*** Begin section ***

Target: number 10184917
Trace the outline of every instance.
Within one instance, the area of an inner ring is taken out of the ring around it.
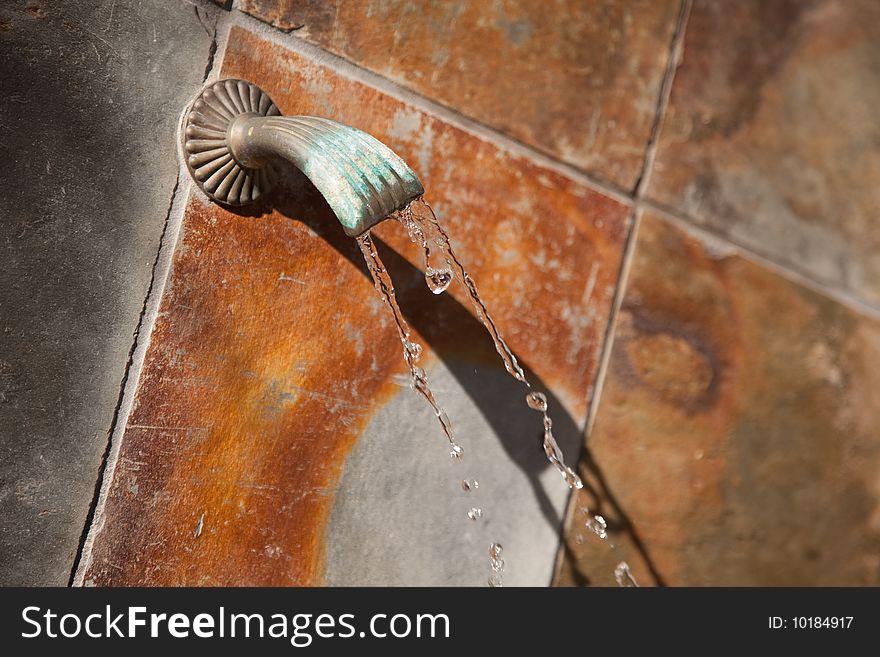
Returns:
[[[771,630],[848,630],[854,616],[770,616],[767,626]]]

*** End section ***

Directions for this task: Write the full listing out again with every line unchanged, but include no pictures.

Answer for this exercise:
Target: number 10184917
Trace the outline of every instance.
Within one instance, the area of an inner ring is taken out of the ring around it.
Returns:
[[[771,630],[848,630],[854,616],[770,616],[767,626]]]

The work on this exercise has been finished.